What to produce - Continue the House statement honoring South West Rocks butcher Colin Ball, starting right after its final sentence about the Kempsey shop, the family farm and the abattoir.

Page excerpt -
"""

House debates

Wednesday, 14 September 2011

Statements by Members

Ball, Mr Colin

1:45 pm

Photo of Luke HartsuykerLuke Hartsuyker (Cowper, National Party, Deputy Manager of Opposition Business in the House) Share this | | Hansard source

I rise today to pay tribute to a small business man in my electorate who has served his community for 60 years. Colin Ball left school in 1951 at the age of 14 to learn the butchery trade in his father's shop at South West Rocks. Colin was taught all aspects of the business by local butcher and slaughterman Nelson Cooper. Colin's father, Charles, saw that the young man had some potential and put him to work on the family farm running a small abattoir to provide meat for the CP Ball butchery and milking the family's dairy cows.

In 1963 Charles opened a butchery in Gladstone, New South Wales, and appointed Colin as manager. The shop was very profitable and at its zenith had 137 customers on a delivery run around the lower Macleay Valley. During the major floods in the Macleay Valley in 1963, meat from the Ball butchery in South West Rocks was delivered by Army helicopter to the Kempsey hospital, Kempsey town, Gladstone and Smithtown. In 1974 Colin opened a butchery in Kempsey. He also managed the family farm and abattoir.

"""

Dataset extract -
"""

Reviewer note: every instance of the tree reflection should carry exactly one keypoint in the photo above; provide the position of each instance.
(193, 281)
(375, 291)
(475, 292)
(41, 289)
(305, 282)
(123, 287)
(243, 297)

"""

Written response -
The Ball butchery shops in Kempsey and South West Rocks are still going strong. On the October long weekend it will be 60 years since Colin Ball first started working in his father's shop in South West Rocks. A career of 60 years in the same industry, in the same business and in the same community is certainly a significant achievement. It gives me great pleasure to congratulate Colin on his achievement. I sincerely hope he will enjoy many more years servicing the Macleay Valley.